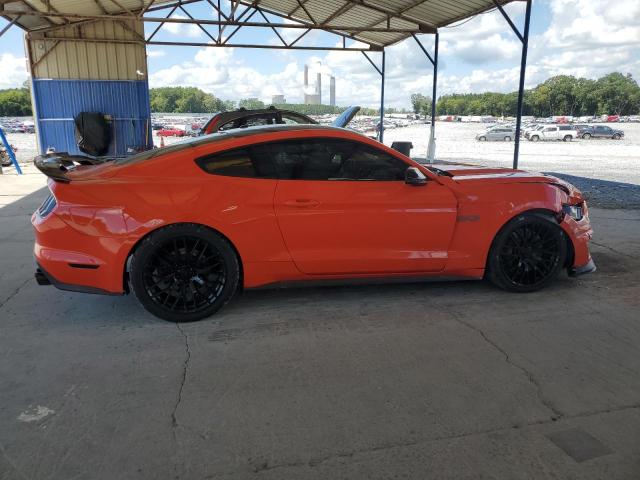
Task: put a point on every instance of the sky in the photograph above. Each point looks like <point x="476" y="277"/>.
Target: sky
<point x="586" y="38"/>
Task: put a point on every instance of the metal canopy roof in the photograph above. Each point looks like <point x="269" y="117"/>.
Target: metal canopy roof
<point x="376" y="23"/>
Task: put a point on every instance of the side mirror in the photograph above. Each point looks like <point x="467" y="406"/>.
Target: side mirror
<point x="414" y="177"/>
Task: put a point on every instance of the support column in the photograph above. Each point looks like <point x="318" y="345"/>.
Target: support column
<point x="523" y="67"/>
<point x="431" y="150"/>
<point x="381" y="133"/>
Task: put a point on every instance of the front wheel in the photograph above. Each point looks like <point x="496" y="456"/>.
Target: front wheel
<point x="527" y="254"/>
<point x="184" y="272"/>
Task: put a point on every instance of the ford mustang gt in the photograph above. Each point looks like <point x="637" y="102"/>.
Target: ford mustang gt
<point x="186" y="226"/>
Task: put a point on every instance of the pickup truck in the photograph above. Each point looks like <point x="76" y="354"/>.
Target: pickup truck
<point x="565" y="133"/>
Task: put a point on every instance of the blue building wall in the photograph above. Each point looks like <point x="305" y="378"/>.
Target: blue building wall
<point x="57" y="102"/>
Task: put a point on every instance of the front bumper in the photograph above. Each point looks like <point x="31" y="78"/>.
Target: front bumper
<point x="590" y="267"/>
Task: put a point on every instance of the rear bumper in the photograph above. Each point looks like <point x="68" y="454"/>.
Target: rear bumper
<point x="45" y="278"/>
<point x="75" y="261"/>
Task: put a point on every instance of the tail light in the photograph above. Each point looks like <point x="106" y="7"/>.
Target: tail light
<point x="47" y="206"/>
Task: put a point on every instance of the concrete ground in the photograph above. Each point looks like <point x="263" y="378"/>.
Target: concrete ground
<point x="437" y="380"/>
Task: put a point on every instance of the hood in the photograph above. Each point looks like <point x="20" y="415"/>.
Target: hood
<point x="343" y="120"/>
<point x="474" y="175"/>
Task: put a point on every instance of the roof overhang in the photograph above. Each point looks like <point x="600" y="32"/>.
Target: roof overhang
<point x="374" y="23"/>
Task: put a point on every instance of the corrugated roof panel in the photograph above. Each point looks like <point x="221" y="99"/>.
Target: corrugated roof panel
<point x="428" y="14"/>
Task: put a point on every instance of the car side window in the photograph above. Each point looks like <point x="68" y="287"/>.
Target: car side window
<point x="334" y="160"/>
<point x="252" y="162"/>
<point x="291" y="119"/>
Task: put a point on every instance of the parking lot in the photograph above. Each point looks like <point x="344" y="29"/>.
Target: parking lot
<point x="430" y="380"/>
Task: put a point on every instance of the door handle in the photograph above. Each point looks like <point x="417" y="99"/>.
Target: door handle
<point x="302" y="203"/>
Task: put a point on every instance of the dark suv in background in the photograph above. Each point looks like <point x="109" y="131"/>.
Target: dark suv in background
<point x="600" y="131"/>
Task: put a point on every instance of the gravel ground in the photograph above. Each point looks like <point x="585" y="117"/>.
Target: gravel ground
<point x="607" y="171"/>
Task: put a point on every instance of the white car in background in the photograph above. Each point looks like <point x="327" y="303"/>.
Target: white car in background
<point x="566" y="133"/>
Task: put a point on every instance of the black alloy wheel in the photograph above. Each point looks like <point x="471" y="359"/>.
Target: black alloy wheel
<point x="527" y="254"/>
<point x="184" y="272"/>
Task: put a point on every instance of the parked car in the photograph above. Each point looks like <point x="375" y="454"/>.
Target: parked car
<point x="243" y="118"/>
<point x="499" y="133"/>
<point x="581" y="128"/>
<point x="171" y="132"/>
<point x="529" y="131"/>
<point x="5" y="159"/>
<point x="565" y="133"/>
<point x="287" y="203"/>
<point x="602" y="131"/>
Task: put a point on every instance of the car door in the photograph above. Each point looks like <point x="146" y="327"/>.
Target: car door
<point x="600" y="131"/>
<point x="344" y="208"/>
<point x="550" y="133"/>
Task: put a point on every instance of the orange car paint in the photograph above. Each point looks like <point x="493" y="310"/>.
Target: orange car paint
<point x="293" y="230"/>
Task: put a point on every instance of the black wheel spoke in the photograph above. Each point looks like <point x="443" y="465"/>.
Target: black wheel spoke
<point x="530" y="254"/>
<point x="186" y="274"/>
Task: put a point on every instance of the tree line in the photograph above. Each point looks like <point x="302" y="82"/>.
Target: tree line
<point x="15" y="102"/>
<point x="614" y="93"/>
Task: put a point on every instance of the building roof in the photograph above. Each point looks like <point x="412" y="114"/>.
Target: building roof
<point x="378" y="23"/>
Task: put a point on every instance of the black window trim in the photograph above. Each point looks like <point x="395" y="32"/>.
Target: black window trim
<point x="202" y="158"/>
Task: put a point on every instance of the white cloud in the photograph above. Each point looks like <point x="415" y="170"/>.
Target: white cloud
<point x="182" y="29"/>
<point x="14" y="70"/>
<point x="152" y="53"/>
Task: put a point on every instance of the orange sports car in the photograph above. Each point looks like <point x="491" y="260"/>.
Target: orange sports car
<point x="186" y="226"/>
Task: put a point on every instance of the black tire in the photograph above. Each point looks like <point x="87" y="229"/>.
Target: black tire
<point x="527" y="254"/>
<point x="184" y="272"/>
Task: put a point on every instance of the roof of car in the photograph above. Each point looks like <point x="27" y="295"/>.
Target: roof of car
<point x="264" y="111"/>
<point x="194" y="142"/>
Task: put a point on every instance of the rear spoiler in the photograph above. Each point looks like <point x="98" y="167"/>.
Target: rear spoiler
<point x="57" y="165"/>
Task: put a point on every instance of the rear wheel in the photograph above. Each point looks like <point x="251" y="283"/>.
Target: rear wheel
<point x="184" y="272"/>
<point x="527" y="254"/>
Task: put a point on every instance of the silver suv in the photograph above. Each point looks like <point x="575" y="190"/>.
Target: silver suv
<point x="498" y="133"/>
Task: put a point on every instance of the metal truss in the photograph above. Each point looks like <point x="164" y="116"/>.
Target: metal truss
<point x="239" y="14"/>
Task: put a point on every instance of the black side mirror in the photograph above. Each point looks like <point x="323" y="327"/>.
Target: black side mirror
<point x="414" y="177"/>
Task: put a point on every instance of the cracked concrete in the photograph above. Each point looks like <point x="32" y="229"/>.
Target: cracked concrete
<point x="439" y="380"/>
<point x="557" y="414"/>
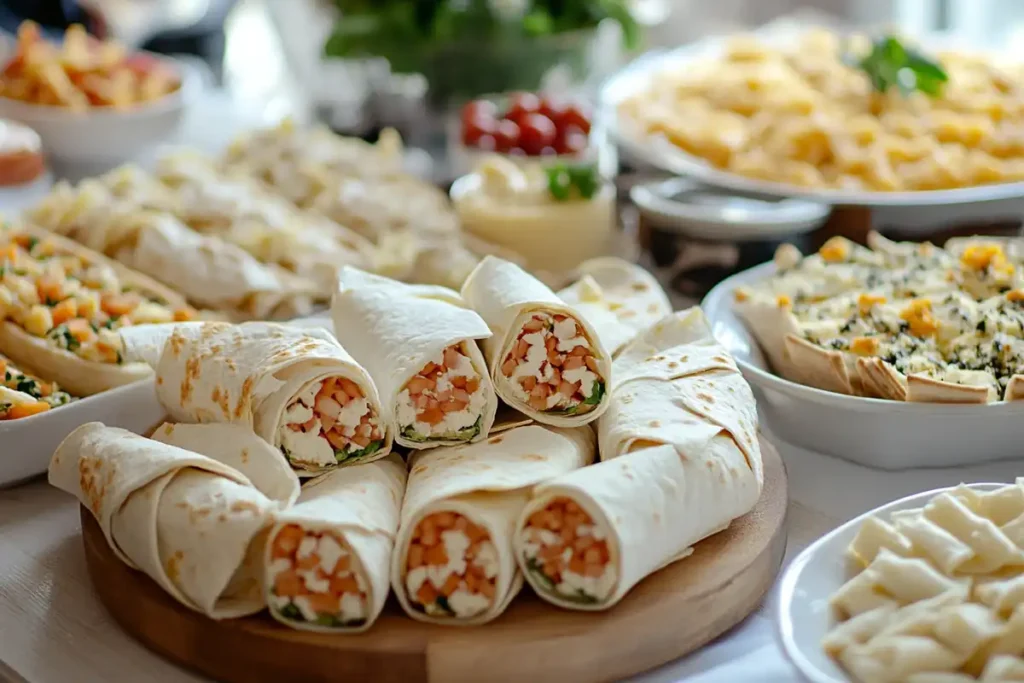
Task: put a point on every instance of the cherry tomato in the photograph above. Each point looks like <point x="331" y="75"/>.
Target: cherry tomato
<point x="520" y="104"/>
<point x="570" y="140"/>
<point x="553" y="108"/>
<point x="536" y="132"/>
<point x="574" y="115"/>
<point x="506" y="135"/>
<point x="474" y="129"/>
<point x="477" y="109"/>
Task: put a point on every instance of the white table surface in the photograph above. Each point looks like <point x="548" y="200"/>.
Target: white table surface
<point x="53" y="630"/>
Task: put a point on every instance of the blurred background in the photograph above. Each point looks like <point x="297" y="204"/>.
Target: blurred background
<point x="269" y="54"/>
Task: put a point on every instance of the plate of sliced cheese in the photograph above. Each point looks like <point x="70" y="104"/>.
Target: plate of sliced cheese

+++

_SET PROBLEM_. Reproduce all of the data above verbatim, leaving out the pictures.

_ANSWER TO THE PROBLEM_.
Task: put a point on every instance of the sky in the photograph above. Each point looks like <point x="476" y="277"/>.
Target: sky
<point x="586" y="38"/>
Task: put a point on every instance of the metal canopy roof in the photograph above. Each point looks like <point x="269" y="117"/>.
Target: metal canopy roof
<point x="376" y="23"/>
Task: put a point on every instance of the side mirror in the photograph above. Each point looks like <point x="467" y="406"/>.
Target: side mirror
<point x="414" y="177"/>
Task: put a point on every instance of the support column in the photograph above. Each point looks like <point x="318" y="345"/>.
Target: support column
<point x="523" y="67"/>
<point x="431" y="150"/>
<point x="381" y="133"/>
Task: put a point on every instance of the front wheel in the photograph above. Each point looks like <point x="496" y="456"/>.
Target: front wheel
<point x="527" y="254"/>
<point x="184" y="272"/>
Task: put a point on every instance of the ford mustang gt in the photograph above. Each point looks like <point x="637" y="102"/>.
Target: ford mustang gt
<point x="186" y="226"/>
Task: put a point on every instance of the pickup truck in the photograph above. Each point looks like <point x="76" y="354"/>.
Target: pickup truck
<point x="565" y="133"/>
Task: put a point on every instance of the blue building wall in the photograph above. Each point looks like <point x="305" y="378"/>.
Target: blue building wall
<point x="57" y="102"/>
Task: put a point on every instance of the front bumper in the photograph above. Each point looks like <point x="31" y="78"/>.
Target: front bumper
<point x="590" y="267"/>
Task: put a point on every instance of the rear bumper in the photograph above. Each point looks like <point x="68" y="454"/>.
Target: rear bumper
<point x="45" y="278"/>
<point x="75" y="261"/>
Task: put a point on every instance of the tail light in the photograph above. Each point looks like <point x="106" y="7"/>.
Target: tail light
<point x="47" y="206"/>
Task: put a point on every instance of the concrete ground in the photograph above. Each point looks like <point x="263" y="378"/>.
Target: concrete ground
<point x="437" y="380"/>
Task: put a point on every instance of the hood in the photograph above. Each point looks like <point x="20" y="415"/>.
Target: hood
<point x="343" y="120"/>
<point x="474" y="175"/>
Task: put a point on every instance of the roof overhang in the photograph above. Each point looks like <point x="600" y="32"/>.
Target: roof overhang
<point x="374" y="23"/>
Task: put a point on every instance of the corrugated roof panel in the photograph above. Each point looks like <point x="221" y="99"/>.
Target: corrugated roof panel
<point x="428" y="14"/>
Task: put a point on every instance of the car side window in the photograph above. Each point looks like <point x="68" y="287"/>.
Target: car side window
<point x="334" y="160"/>
<point x="252" y="162"/>
<point x="291" y="119"/>
Task: put a point on every instance of the parking lot in the photograph above. Each point looks like <point x="344" y="29"/>.
Target: parking lot
<point x="430" y="380"/>
Task: put a point on every instance of the door handle in the photograph above. Each point looks like <point x="417" y="99"/>.
Target: door handle
<point x="302" y="203"/>
Task: put a point on every instance of the dark suv in background in the photograph above. Each point looks like <point x="109" y="131"/>.
Target: dark suv in background
<point x="600" y="131"/>
Task: put a point on every instance of the gravel ground in the photograph above. Each point looks like <point x="585" y="117"/>.
Target: gravel ground
<point x="607" y="171"/>
Task: put a point on every instance of the white car in background in the photograph above. Each point looks like <point x="327" y="303"/>.
Target: white car in background
<point x="566" y="133"/>
Task: put a point on every instance of the black alloy wheel in the photograph above. Each point looks like <point x="471" y="359"/>.
Target: black alloy wheel
<point x="527" y="254"/>
<point x="184" y="272"/>
Task: put a point on every instance of the parked car in the photograph above. Each point looks like <point x="375" y="454"/>.
Target: parked car
<point x="243" y="118"/>
<point x="499" y="133"/>
<point x="581" y="128"/>
<point x="171" y="132"/>
<point x="529" y="131"/>
<point x="5" y="159"/>
<point x="565" y="133"/>
<point x="287" y="203"/>
<point x="602" y="131"/>
Task: put a point on every instance of the car door in the photograph above. Each point looks like <point x="146" y="327"/>.
Target: car door
<point x="600" y="131"/>
<point x="344" y="208"/>
<point x="550" y="133"/>
Task: put a point on every instance of the orange car paint in the photograph above. Each point looks like <point x="493" y="310"/>.
Target: orange car paint
<point x="293" y="230"/>
Task: put a point on every instance of the black wheel spoke in the photograph above. Each point looks like <point x="443" y="465"/>.
Target: black wheel spoke
<point x="530" y="254"/>
<point x="186" y="274"/>
Task: put a point on every instance of the tree line in the photograph above. Each point looks like <point x="302" y="82"/>.
Target: tree line
<point x="15" y="102"/>
<point x="614" y="93"/>
Task: put a point on every instance of the building roof in the photograph above. Each point looks like <point x="412" y="114"/>.
Target: building roof
<point x="378" y="23"/>
Task: put a point on every instance of the black window trim in the photograph above. Each point looks like <point x="395" y="32"/>.
Target: black window trim
<point x="202" y="158"/>
Task: put a point on every instance of the white cloud in the photograph above. Each point looks like <point x="415" y="170"/>.
Target: white cloud
<point x="182" y="29"/>
<point x="14" y="70"/>
<point x="152" y="53"/>
Task: put a point on every instance of the orange sports car in the photograph above. Each point looks like <point x="491" y="260"/>.
Target: orange sports car
<point x="186" y="226"/>
Task: put a point on every instance of the black tire in the photograph above. Each point looks like <point x="87" y="229"/>.
Target: black tire
<point x="527" y="254"/>
<point x="184" y="272"/>
Task: put a point on every instance of the roof of car in the photograph above. Each point looks like <point x="27" y="295"/>.
Target: roof of car
<point x="264" y="111"/>
<point x="194" y="142"/>
Task: put a point on every instance of the rear spoiler in the photograph above. Each point looks like <point x="98" y="167"/>.
Target: rear spoiler
<point x="57" y="165"/>
Task: put a point on every instance of the rear wheel in the photograph above. Each point looks like <point x="251" y="283"/>.
Target: rear wheel
<point x="184" y="272"/>
<point x="527" y="254"/>
Task: put a point on every instance of the silver suv in the photograph above. Each point looks like <point x="575" y="190"/>.
Target: silver suv
<point x="498" y="133"/>
Task: put a point on every instance of the metal truss in the photograph above. Each point looks like <point x="164" y="116"/>.
Target: metal truss
<point x="239" y="14"/>
Task: put a point on every instance of the black side mirror in the photograph above. Each point looks like <point x="323" y="327"/>.
Target: black side mirror
<point x="414" y="177"/>
Task: put a point on every instance of the cracked concrete in the photograph above. Each point looks like <point x="32" y="229"/>.
Target: cracked concrete
<point x="439" y="380"/>
<point x="557" y="414"/>
Task: put a point on every instance of the cherry tomato in the photograph above. Each point looks like <point x="331" y="75"/>.
Target: cherry tomato
<point x="520" y="104"/>
<point x="570" y="140"/>
<point x="553" y="108"/>
<point x="536" y="132"/>
<point x="574" y="115"/>
<point x="506" y="135"/>
<point x="474" y="129"/>
<point x="477" y="109"/>
Task: put a point on every instance of the white table surface in the photograph above. Each point looks like <point x="548" y="200"/>.
Target: white table surface
<point x="53" y="630"/>
Task: put a point on every instance of the blurred background in the photograph above. Each point looks like <point x="297" y="204"/>.
Target: blurred background
<point x="269" y="54"/>
Task: put a point on every instance of the plate of sliced cheese in the photograph above. Each point looks like <point x="70" y="104"/>.
Target: plate of sliced cheese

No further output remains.